Exercise
Into which kinds of snippets does the system in the AgentBnB abstract expand its curated corpus? List every kind named.

Given passage
AgentBnB: A Browser-Based Cybersecurity Tabletop Exercise with Large Language Model Support and Retrieval-Aligned Scaffolding
Arman Anwar, Zefang Liu
arXiv preprint arXiv:2511.00265, 2025
Abstract
Traditional cybersecurity tabletop exercises (TTXs) provide valuable training but are often scripted, resource-intensive, and difficult to scale. We introduce AgentBnB, a browser-based re-imagining of the Backdoors & Breaches game that integrates large language model teammates with a Bloom-aligned, retrieval-augmented copilot (C2D2). The system expands a curated corpus into factual, conceptual, procedural, and metacognitive snippets, delivering on-demand, cognitively targeted hints. Prompt-engineered agents employ a scaffolding ladder that gradually fades as learner confidence grows. In a solo-player pilot with four graduate students, participants reported greater intention to use the agent-based version compared to the physical card deck and viewed it as more scalable, though a ceiling effect emerged on a simple knowledge quiz. Despite limitations of small sample size, single-player focus, and narrow corpus, these early findings suggest that large language model augmented TTXs can provide lightweight, repeatable practice without the logistical burden of traditional exercises. Planned extensions include multi-player modes, telemetry-driven coaching, and comparative studies with larger cohorts.
Recommended citation: Anwar, Arman, and Zefang Liu. "AgentBnB: A Browser-Based Cybersecurity Tabletop Exercise with Large Language Model Support and Retrieval-Aligned Scaffolding." arXiv preprint arXiv:2511.00265 (2025).

Data below
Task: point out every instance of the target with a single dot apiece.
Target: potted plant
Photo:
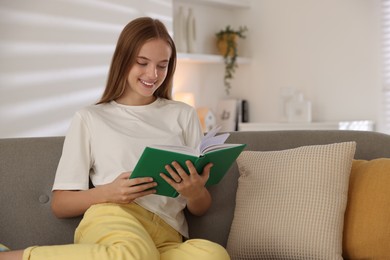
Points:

Your response
- factual
- conceptual
- procedural
- metacognitive